▶ **Aim of the exercise**:
Each record has to be repeated exactly as given.

▶ **Material for this task**:
━━━━━━━━━━

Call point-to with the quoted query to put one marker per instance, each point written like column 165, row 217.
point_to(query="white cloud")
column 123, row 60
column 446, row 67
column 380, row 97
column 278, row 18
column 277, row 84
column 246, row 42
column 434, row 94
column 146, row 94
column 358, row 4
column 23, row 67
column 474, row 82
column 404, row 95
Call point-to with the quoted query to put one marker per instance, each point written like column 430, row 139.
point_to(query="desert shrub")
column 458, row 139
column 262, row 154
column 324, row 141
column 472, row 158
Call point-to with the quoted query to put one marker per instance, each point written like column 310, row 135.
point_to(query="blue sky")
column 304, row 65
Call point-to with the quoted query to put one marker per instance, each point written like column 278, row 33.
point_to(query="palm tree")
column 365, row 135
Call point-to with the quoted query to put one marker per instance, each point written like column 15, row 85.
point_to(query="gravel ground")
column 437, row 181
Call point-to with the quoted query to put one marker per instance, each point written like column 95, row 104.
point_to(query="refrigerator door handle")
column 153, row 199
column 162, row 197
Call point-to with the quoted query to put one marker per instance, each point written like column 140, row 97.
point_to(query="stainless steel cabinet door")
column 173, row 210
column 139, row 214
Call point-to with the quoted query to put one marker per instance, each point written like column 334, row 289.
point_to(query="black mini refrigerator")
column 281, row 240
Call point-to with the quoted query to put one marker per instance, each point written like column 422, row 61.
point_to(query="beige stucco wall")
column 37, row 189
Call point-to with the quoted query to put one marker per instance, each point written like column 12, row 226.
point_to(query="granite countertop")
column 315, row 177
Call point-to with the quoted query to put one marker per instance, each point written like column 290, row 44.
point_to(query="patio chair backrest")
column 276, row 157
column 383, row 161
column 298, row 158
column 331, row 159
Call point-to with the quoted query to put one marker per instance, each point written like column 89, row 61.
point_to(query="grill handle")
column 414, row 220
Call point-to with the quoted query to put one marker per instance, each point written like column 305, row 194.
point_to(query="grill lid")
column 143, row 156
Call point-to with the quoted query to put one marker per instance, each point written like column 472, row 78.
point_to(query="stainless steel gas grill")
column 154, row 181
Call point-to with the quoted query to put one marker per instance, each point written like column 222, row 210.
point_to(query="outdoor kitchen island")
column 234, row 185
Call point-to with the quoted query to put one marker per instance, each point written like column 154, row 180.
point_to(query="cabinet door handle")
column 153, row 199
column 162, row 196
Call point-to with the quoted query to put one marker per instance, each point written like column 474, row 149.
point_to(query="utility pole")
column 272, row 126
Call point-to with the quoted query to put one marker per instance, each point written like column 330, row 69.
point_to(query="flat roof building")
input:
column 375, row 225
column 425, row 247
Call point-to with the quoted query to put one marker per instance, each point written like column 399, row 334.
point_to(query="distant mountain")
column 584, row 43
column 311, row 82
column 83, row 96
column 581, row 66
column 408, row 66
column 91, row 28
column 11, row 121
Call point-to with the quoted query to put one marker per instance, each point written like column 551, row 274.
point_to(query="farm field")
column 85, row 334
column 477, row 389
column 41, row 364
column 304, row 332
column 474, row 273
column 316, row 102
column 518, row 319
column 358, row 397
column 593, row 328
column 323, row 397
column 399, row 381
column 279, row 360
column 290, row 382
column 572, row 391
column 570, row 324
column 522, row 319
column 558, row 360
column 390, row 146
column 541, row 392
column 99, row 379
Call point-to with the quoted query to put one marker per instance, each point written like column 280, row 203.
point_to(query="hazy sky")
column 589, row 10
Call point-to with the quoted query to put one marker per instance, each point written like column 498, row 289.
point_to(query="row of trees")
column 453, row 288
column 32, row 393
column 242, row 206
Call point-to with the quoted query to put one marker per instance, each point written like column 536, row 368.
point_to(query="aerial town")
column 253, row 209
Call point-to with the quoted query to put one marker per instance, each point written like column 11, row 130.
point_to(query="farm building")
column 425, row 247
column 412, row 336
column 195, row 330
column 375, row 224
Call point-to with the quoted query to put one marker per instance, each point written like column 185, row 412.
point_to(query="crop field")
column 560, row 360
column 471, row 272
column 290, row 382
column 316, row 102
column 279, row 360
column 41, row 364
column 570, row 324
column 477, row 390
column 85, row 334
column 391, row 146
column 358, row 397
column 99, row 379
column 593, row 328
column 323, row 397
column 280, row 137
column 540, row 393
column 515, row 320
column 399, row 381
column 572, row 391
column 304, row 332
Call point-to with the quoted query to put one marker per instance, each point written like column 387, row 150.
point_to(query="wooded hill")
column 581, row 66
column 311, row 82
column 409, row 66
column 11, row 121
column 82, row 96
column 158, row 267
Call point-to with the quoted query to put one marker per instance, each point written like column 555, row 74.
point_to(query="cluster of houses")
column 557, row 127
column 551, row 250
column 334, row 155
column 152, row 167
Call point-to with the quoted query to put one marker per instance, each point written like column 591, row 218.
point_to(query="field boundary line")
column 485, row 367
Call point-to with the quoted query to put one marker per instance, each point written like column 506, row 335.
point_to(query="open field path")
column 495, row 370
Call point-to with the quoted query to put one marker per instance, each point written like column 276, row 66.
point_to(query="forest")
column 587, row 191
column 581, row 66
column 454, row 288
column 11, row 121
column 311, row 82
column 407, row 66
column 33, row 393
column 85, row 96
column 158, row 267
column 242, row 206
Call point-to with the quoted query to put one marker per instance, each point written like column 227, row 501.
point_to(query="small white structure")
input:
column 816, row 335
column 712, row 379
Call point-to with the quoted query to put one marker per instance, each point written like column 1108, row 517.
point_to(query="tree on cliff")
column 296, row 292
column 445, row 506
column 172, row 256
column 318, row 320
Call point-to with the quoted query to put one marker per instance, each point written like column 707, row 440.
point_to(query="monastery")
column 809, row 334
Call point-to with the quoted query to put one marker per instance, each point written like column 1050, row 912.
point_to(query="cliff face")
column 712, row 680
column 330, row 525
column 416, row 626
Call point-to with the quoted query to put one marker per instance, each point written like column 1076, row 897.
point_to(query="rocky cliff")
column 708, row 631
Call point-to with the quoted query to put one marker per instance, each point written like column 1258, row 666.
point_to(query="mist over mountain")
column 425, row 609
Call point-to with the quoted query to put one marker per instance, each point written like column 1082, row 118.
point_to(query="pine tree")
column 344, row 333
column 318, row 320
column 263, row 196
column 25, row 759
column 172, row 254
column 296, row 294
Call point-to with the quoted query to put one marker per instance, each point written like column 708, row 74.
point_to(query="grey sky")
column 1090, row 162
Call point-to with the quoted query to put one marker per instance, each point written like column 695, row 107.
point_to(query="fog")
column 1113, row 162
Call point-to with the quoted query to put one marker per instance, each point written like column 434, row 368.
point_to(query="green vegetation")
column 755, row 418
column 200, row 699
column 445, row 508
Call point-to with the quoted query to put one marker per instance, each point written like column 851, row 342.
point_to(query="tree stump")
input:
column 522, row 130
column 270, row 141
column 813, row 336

━━━━━━━━━━

▶ **Written answer**:
Call point-to with the quoted query to put one marker per instance, each point written like column 165, row 217.
point_to(query="white cloud")
column 123, row 60
column 446, row 67
column 380, row 97
column 278, row 18
column 277, row 84
column 246, row 42
column 434, row 94
column 146, row 94
column 358, row 4
column 23, row 67
column 474, row 82
column 404, row 95
Call point-to with the quoted query to put one marker per instance, each point written like column 430, row 139.
point_to(query="desert shrub")
column 458, row 139
column 262, row 154
column 324, row 141
column 472, row 158
Call point-to with the quoted query to put one marker per instance, each point written like column 310, row 135.
point_to(query="blue sky")
column 304, row 65
Call point-to with the quoted query to put one marker per instance, each point written like column 278, row 33.
point_to(query="palm tree")
column 365, row 135
Call point-to with the quoted query to put one marker per instance, each point written like column 15, row 85.
point_to(query="gravel ground")
column 437, row 181
Call point-to with the quoted query to put one marker per instance, each point written like column 95, row 104.
point_to(query="refrigerator door handle")
column 153, row 199
column 162, row 197
Call point-to with the quoted query to put one marker per instance, each point written like column 140, row 97.
point_to(query="stainless steel cabinet door")
column 173, row 210
column 139, row 214
Call point-to with the quoted query to put one marker per instance, each point written like column 334, row 289.
point_to(query="black mini refrigerator")
column 281, row 240
Call point-to with the quoted query to put one marker per instance, each point written like column 422, row 61.
point_to(query="beige stucco wall")
column 37, row 189
Call point-to with the quoted query to put one marker per instance, each point written like column 12, row 226.
point_to(query="granite countertop")
column 315, row 177
Call point-to with the quoted query to put one marker per instance, each point written like column 290, row 44.
point_to(query="patio chair backrest")
column 276, row 157
column 383, row 161
column 298, row 158
column 331, row 159
Call point-to with the quoted query to put one marker per instance, each point written like column 89, row 61.
point_to(query="grill handle")
column 414, row 220
Call point-to with the quoted query to put one marker per instance, each point written like column 305, row 194.
point_to(query="grill lid")
column 143, row 156
Call point-to with the quoted query to put one marker per instance, each point written like column 472, row 78.
point_to(query="stainless steel gas grill")
column 154, row 181
Call point-to with the quoted query to put one marker per instance, each point written like column 222, row 210.
point_to(query="outdoor kitchen island")
column 234, row 185
Call point-to with the quoted query to put one marker per instance, each point written like column 154, row 180.
point_to(query="cabinet door handle")
column 153, row 199
column 162, row 196
Call point-to with the quoted query to put one marker per instance, each point written like column 474, row 149.
point_to(query="utility pole")
column 272, row 126
Call point-to with the quoted query to put one marker per instance, each point written like column 330, row 69.
point_to(query="flat roof building")
input:
column 375, row 225
column 425, row 247
Call point-to with the quoted query to put one marker per instance, each point written like column 399, row 334.
point_to(query="distant mountain")
column 584, row 43
column 311, row 82
column 83, row 96
column 581, row 66
column 408, row 66
column 91, row 28
column 11, row 121
Call point-to with the quoted query to put one marker per instance, each point written like column 551, row 274.
point_to(query="farm field")
column 85, row 334
column 477, row 389
column 41, row 364
column 304, row 332
column 474, row 273
column 316, row 102
column 518, row 319
column 358, row 397
column 593, row 328
column 323, row 397
column 399, row 381
column 279, row 360
column 290, row 382
column 572, row 391
column 570, row 324
column 522, row 319
column 558, row 360
column 390, row 146
column 541, row 392
column 99, row 379
Call point-to with the quoted query to put one marker per instance, each point written like column 280, row 203.
point_to(query="hazy sky")
column 589, row 10
Call point-to with the quoted query to put one marker per instance, each point written like column 498, row 289.
point_to(query="row of trees")
column 453, row 288
column 32, row 393
column 242, row 206
Call point-to with the quoted query to put one marker per instance, each point written like column 536, row 368.
point_to(query="aerial town")
column 253, row 209
Call point-to with the quoted query to put one marker per instance, each point written like column 11, row 130.
point_to(query="farm building")
column 425, row 247
column 412, row 336
column 195, row 330
column 375, row 224
Call point-to with the quoted query to put one marker per instance, each point written like column 185, row 412.
point_to(query="crop field")
column 560, row 360
column 471, row 272
column 290, row 382
column 316, row 102
column 279, row 360
column 41, row 364
column 570, row 324
column 477, row 390
column 85, row 334
column 391, row 146
column 358, row 397
column 99, row 379
column 593, row 328
column 323, row 397
column 280, row 137
column 540, row 393
column 515, row 320
column 399, row 381
column 572, row 391
column 304, row 332
Call point-to with the quoted query to put one marker per instance, each point written like column 387, row 150.
point_to(query="wooded hill")
column 581, row 66
column 311, row 82
column 409, row 66
column 11, row 121
column 82, row 96
column 158, row 267
Call point-to with the quoted query to put one marker per instance, each point written like column 555, row 74.
point_to(query="cluster of houses")
column 557, row 127
column 551, row 250
column 334, row 155
column 152, row 167
Call point-to with the quoted query to put one marker per instance, each point written like column 591, row 218.
point_to(query="field boundary line")
column 485, row 367
Call point-to with the quoted query to put one marker per instance, each point written like column 506, row 335.
point_to(query="open field path")
column 495, row 370
Call point-to with the quoted query to put one marker per instance, each point written like column 276, row 66.
point_to(query="forest")
column 587, row 191
column 581, row 66
column 454, row 288
column 11, row 121
column 311, row 82
column 407, row 66
column 33, row 393
column 85, row 96
column 158, row 267
column 242, row 206
Call point-to with the quoted query to put one marker per instance, each point written like column 227, row 501.
point_to(query="small white structure")
input:
column 816, row 335
column 712, row 379
Call point-to with the quoted query to put one marker per instance, each point written like column 1108, row 517.
point_to(query="tree on cliff")
column 296, row 292
column 445, row 506
column 172, row 256
column 318, row 320
Call point-to with the quoted query to put one marker per instance, each point written like column 707, row 440.
point_to(query="monastery")
column 809, row 334
Call point-to with the quoted query to put one marker per instance, each point written like column 1050, row 912.
point_to(query="cliff face")
column 712, row 680
column 330, row 525
column 416, row 626
Call point-to with the quoted query to put one marker per instance, each point written like column 1076, row 897.
point_to(query="rocky cliff")
column 708, row 631
Call point-to with the quoted query to put one marker per instance, each point written like column 1258, row 666.
point_to(query="mist over mountain")
column 425, row 609
Call point-to with the quoted query to put one marker per instance, each point written like column 1082, row 118.
point_to(query="pine tree")
column 344, row 333
column 318, row 320
column 263, row 196
column 25, row 759
column 172, row 254
column 296, row 294
Call point-to with the quoted query to put one marker per instance, each point written like column 708, row 74.
point_to(query="grey sky")
column 1090, row 162
Call point-to with the quoted query to put one marker per instance, each point written like column 695, row 107.
point_to(query="fog")
column 1113, row 162
Call point-to with the quoted query to put one marker per instance, each point written like column 434, row 368.
point_to(query="green vegetation")
column 755, row 418
column 200, row 699
column 445, row 508
Call point-to with the quoted query to put one marker per instance, each point written like column 851, row 342.
point_to(query="tree stump")
input:
column 522, row 130
column 270, row 141
column 813, row 336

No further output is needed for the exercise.